● Problem set:
• 1. In the Demuffin walkthrough, which RWTS module is loaded at $B8?
• 2. Return the part of the Demuffin walkthrough that opens with the words containing "[S6D1=original disk side" and closes with "tracks 1 and up.".

● Selection:
•••••

This RWTS file can only read track 0,
so let's only read track 0.

ADVANCED DEMUFFIN 1.1  - COPYRIGHT 1983
WRITTEN BY THE STACK -CORRUPT COMPUTING
=======================================

INPUT ALL VALUES IN HEX

SECTORS PER TRACK? (13/16) 16

START TRACK: $00
START SECTOR: $00

END TRACK: $00
            ^^-- important

END SECTOR: $0F

INCREMENT: 1

MAX # OF RETRIES: 0

COPY FROM DRIVE 1
TO DRIVE: 2
=======================================
16 SC $00,$00 TO $00,$0F BY $01 TO DRV2


And go...


ADVANCED DEMUFFIN 1.1  - COPYRIGHT 1983
WRITTEN BY THE STACK -CORRUPT COMPUTING
=======PRESS ANY KEY TO CONTINUE=======
TRK:.
+.5:
    0123456789ABCDEF0123456789ABCDEF012
SC0:.
SC1:.
SC2:.
SC3:.
SC4:.
SC5:.
SC6:.
SC7:.
SC8:.
SC9:.
SCA:.
SCB:.
SCC:.
SCD:.
SCE:.
SCF:.
=======================================
16 SC $00,$00 TO $00,$0F BY $01 TO DRV2


Now I need to use the other RWTS file
to read the rest of the disk.

[S6D1=my work disk]

--> LOAD NEW RWTS MODULE
    At $B8, load "RWTS TRACK 1+"
    from D1

[S6D1=original disk side A]
[S6D2=disk with track 0 on it]

--> CONVERT DISK

"CHANGE DEFAULT VALUES?" Y

This RWTS file can only read tracks 1
and 1, so let's make sure we only read
tracks 1 and up.

ADVANCED DEMUFFIN 1.1  - COPYRIGHT 1983
WRITTEN BY THE STACK -CORRUPT COMPUTING
=======================================

INPUT ALL VALUES IN HEX

SECTORS PER TRACK? (13/16) 16

START TRACK: $01
              ^^-- important

START SECTOR: $00

END TRACK: $22
END SECTOR: $0F

INCREMENT: 1

MAX # OF RETRIES: 0

COPY FROM DRIVE 1
TO DRIVE: 2
=======================================
16 SC $01,$00 TO $22,$0F BY $01 TO DRV2


And go...


ADVANCED DEMUFFIN 1.1  - COPYRIGHT 1983
WRITTEN BY THE STACK -CORRUPT COMPUTING
=======PRESS ANY KEY TO CONTINUE=======
TRK: ..................................
+.5:
    0123456789ABCDEF0123456789ABCDEF012
SC0: ..................................
SC1: ..................................
SC2: ..................................
SC3: ..................................
SC4: ..................................
SC5: ..................................
SC6: ..................................
SC7: ..................................
SC8: ..................................
SC9: ..................................
SCA: ..................................
SCB: ..................................
SCC: ..................................
SCD: ..................................

•••••

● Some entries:
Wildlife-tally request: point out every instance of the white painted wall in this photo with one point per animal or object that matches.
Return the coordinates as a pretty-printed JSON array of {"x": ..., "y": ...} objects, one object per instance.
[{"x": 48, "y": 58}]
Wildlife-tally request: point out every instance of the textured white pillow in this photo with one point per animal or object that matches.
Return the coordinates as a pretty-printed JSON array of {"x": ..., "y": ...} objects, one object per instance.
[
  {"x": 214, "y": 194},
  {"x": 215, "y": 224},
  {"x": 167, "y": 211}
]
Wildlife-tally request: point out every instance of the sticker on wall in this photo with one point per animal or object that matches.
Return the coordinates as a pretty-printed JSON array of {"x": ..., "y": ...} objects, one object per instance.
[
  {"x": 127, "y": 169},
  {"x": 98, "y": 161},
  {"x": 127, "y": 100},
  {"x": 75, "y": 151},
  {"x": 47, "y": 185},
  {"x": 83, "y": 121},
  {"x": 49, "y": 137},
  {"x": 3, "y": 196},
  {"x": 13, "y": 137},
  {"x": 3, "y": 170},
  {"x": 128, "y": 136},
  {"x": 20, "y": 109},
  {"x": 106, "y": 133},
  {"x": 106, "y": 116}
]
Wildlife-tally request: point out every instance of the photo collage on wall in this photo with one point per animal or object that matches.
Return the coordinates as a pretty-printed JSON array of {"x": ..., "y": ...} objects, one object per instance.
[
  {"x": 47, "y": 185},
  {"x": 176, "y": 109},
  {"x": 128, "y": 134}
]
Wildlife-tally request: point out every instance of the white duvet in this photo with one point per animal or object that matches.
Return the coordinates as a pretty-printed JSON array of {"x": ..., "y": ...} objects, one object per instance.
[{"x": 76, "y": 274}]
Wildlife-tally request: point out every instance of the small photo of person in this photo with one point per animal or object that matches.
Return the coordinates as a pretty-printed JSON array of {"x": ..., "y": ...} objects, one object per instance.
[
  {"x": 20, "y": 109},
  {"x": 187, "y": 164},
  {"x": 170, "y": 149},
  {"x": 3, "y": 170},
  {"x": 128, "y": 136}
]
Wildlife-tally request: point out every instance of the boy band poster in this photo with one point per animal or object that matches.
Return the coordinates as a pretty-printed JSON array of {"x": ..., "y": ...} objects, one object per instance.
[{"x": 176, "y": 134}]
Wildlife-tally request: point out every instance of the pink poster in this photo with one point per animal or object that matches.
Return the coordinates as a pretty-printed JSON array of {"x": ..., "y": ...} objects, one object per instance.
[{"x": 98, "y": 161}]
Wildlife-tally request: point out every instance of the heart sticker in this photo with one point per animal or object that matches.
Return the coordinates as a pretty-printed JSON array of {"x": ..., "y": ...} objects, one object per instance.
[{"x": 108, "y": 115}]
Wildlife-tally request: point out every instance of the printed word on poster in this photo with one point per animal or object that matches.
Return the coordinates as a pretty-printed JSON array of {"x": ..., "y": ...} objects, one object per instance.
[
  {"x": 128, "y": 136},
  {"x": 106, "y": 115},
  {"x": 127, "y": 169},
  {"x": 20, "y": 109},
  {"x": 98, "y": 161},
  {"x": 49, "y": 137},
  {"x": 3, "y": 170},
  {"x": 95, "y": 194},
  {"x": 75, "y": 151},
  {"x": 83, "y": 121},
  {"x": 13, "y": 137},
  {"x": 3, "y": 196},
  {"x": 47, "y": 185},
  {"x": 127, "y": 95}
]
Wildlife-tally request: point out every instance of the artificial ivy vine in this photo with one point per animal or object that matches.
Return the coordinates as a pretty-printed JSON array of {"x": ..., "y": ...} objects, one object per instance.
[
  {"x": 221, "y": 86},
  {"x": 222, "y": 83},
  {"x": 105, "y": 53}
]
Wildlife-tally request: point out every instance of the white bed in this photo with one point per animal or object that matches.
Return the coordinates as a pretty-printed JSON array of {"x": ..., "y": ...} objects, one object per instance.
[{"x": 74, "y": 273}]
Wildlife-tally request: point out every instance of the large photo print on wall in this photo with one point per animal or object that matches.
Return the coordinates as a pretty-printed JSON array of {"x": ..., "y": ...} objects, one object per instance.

•••••

● Solutions to the exercise:
• 1. "RWTS TRACK 1+", loaded from D1.

• 2.
[S6D1=original disk side A]
[S6D2=disk with track 0 on it]

--> CONVERT DISK

"CHANGE DEFAULT VALUES?" Y

This RWTS file can only read tracks 1
and 1, so let's make sure we only read
tracks 1 and up.